── Provided information ──

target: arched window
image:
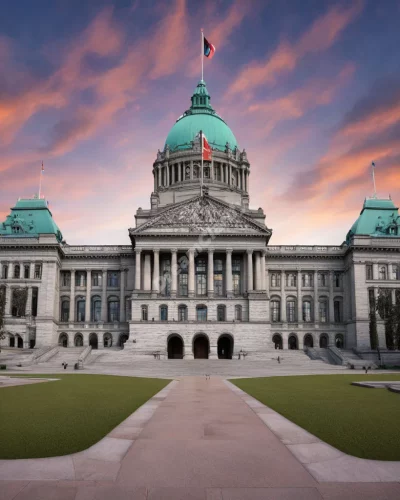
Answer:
[76,297,86,322]
[286,273,297,286]
[286,297,296,323]
[319,299,328,323]
[61,299,69,323]
[108,297,119,323]
[214,259,224,297]
[217,305,226,321]
[196,305,207,321]
[90,296,101,322]
[103,333,112,347]
[74,333,83,347]
[178,304,187,321]
[235,305,242,321]
[303,300,311,323]
[196,257,207,296]
[14,264,21,278]
[271,300,281,323]
[160,305,168,321]
[304,333,314,347]
[335,333,344,349]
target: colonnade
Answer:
[135,248,266,297]
[153,160,249,192]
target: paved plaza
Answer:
[0,376,400,500]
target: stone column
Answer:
[69,269,75,323]
[188,249,194,297]
[119,269,126,323]
[85,269,92,323]
[4,285,12,317]
[152,250,160,296]
[328,271,335,323]
[297,270,303,323]
[247,250,253,292]
[256,252,261,290]
[101,269,108,323]
[143,253,151,292]
[311,271,319,323]
[25,286,32,320]
[207,248,214,298]
[171,248,178,297]
[281,271,286,323]
[135,248,142,291]
[226,248,233,297]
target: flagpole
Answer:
[371,162,376,198]
[39,161,43,200]
[200,28,204,80]
[200,130,204,196]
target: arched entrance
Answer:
[217,334,233,359]
[193,334,210,359]
[119,334,128,349]
[168,335,183,359]
[288,335,299,350]
[319,333,329,349]
[89,333,99,349]
[74,333,83,347]
[272,333,283,349]
[304,333,314,347]
[58,333,68,347]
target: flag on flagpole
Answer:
[203,37,215,59]
[201,134,212,161]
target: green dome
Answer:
[165,80,237,151]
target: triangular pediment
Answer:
[129,195,271,236]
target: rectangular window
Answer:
[319,301,328,323]
[92,271,102,286]
[1,264,8,280]
[61,271,71,287]
[333,300,342,323]
[35,264,42,280]
[107,271,119,287]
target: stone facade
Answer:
[0,82,400,359]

───

* Aim of the task:
Give every line of the records above as a JSON list of strings, one string per line, with blank lines dropped. Leave the pictures out of the answer.

* Expected output:
[
  "target: arched window",
  "image:",
  "Answer:",
  "[76,297,86,322]",
  "[286,273,297,286]",
  "[286,297,296,323]",
  "[319,299,328,323]",
  "[61,299,69,323]",
  "[108,297,119,323]",
  "[214,259,224,297]",
  "[217,305,226,321]",
  "[196,305,207,321]",
  "[90,296,101,322]",
  "[103,333,112,347]",
  "[74,333,83,347]",
  "[178,304,187,321]",
  "[235,305,242,321]",
  "[303,300,311,323]",
  "[196,257,207,296]",
  "[14,264,21,278]",
  "[271,300,281,323]",
  "[160,305,168,321]",
  "[304,333,314,347]",
  "[335,333,344,349]",
  "target: colonnade",
  "Answer:",
  "[135,248,266,297]",
  "[153,160,249,192]",
  "target: paved plaza",
  "Answer:",
  "[0,376,400,500]",
  "target: stone column",
  "Answer:",
  "[69,269,75,323]",
  "[188,249,194,297]",
  "[119,269,126,323]",
  "[85,269,92,323]",
  "[4,285,12,317]",
  "[152,250,160,296]",
  "[328,271,335,323]",
  "[297,270,303,323]",
  "[247,250,253,292]",
  "[256,252,261,290]",
  "[101,269,108,323]",
  "[143,253,151,292]",
  "[311,271,319,323]",
  "[25,286,32,320]",
  "[207,248,214,298]",
  "[171,248,178,297]",
  "[281,271,286,323]",
  "[135,248,142,291]",
  "[226,248,233,297]",
  "target: flagpole",
  "Answer:",
  "[371,162,376,198]",
  "[39,161,43,200]",
  "[200,28,204,80]",
  "[200,130,204,196]",
  "target: arched entrance",
  "Answer:",
  "[217,334,233,359]",
  "[193,334,210,359]",
  "[119,334,128,349]",
  "[168,335,183,359]",
  "[288,335,299,350]",
  "[319,333,329,349]",
  "[89,333,99,349]",
  "[74,333,83,347]",
  "[272,333,283,349]",
  "[304,333,314,347]",
  "[58,333,68,347]",
  "target: flag on flagpole",
  "Answer:",
  "[203,37,215,59]",
  "[201,134,212,161]",
  "target: green dome",
  "Answer:",
  "[165,80,237,151]",
  "target: triangular pediment",
  "Answer:",
  "[129,195,271,236]",
  "target: rectangular window",
  "Answer:",
  "[319,301,328,323]",
  "[92,271,102,286]",
  "[1,264,8,280]",
  "[61,271,71,287]",
  "[333,300,342,323]",
  "[35,264,42,280]",
  "[107,271,119,287]",
  "target: stone facade",
  "Answer:",
  "[0,82,400,359]"
]